● Work to complete:
Lines before the one containing "Target: green leaf" are to be skipped; reproduce that line and the rest of the records below exactly.

● Information given:
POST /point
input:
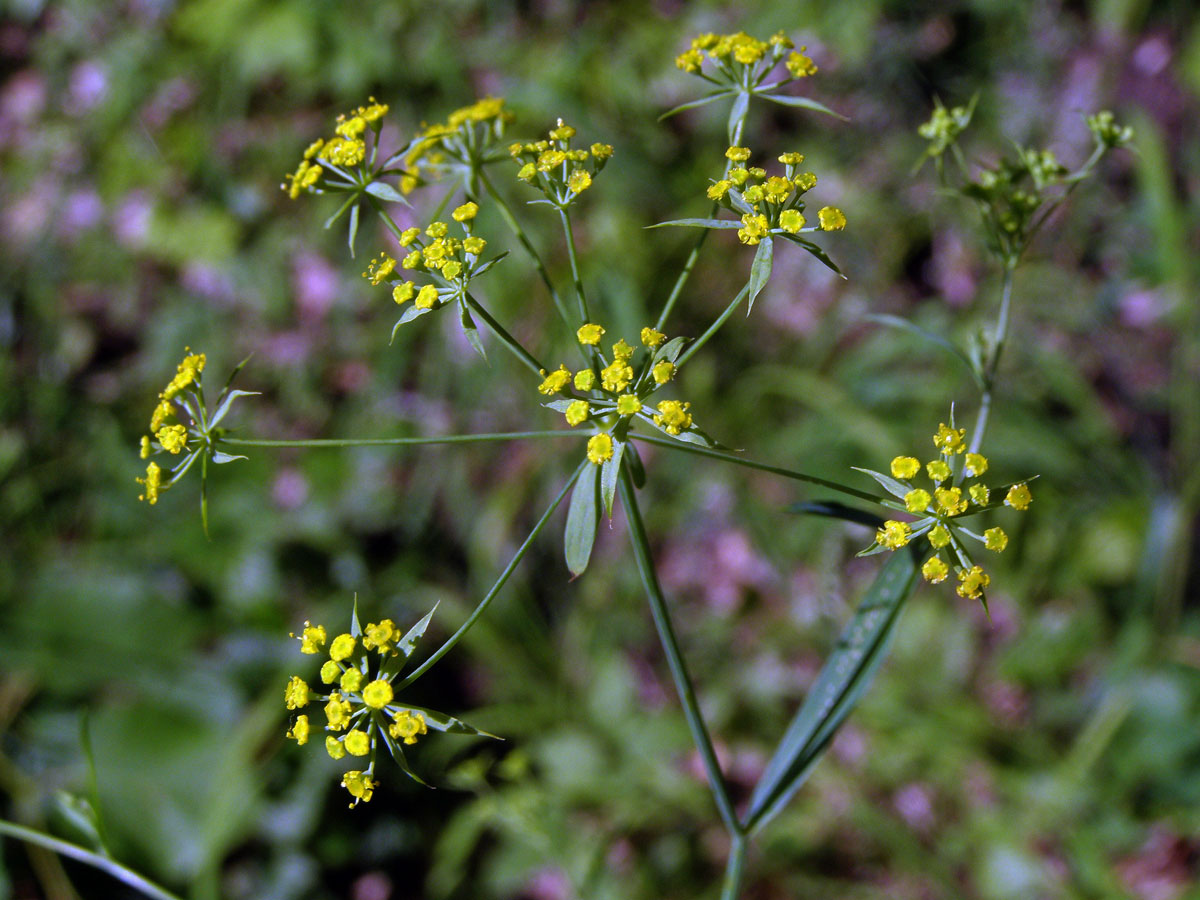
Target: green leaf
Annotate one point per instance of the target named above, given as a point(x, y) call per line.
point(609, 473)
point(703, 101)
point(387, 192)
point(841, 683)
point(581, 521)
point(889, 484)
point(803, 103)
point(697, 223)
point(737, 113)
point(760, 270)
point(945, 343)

● Task output:
Target: green leaf
Annotate one point per instance of the target named above, given as a point(x, y) call per line.
point(609, 473)
point(703, 101)
point(387, 192)
point(841, 683)
point(581, 521)
point(889, 484)
point(803, 103)
point(697, 223)
point(737, 113)
point(760, 270)
point(945, 343)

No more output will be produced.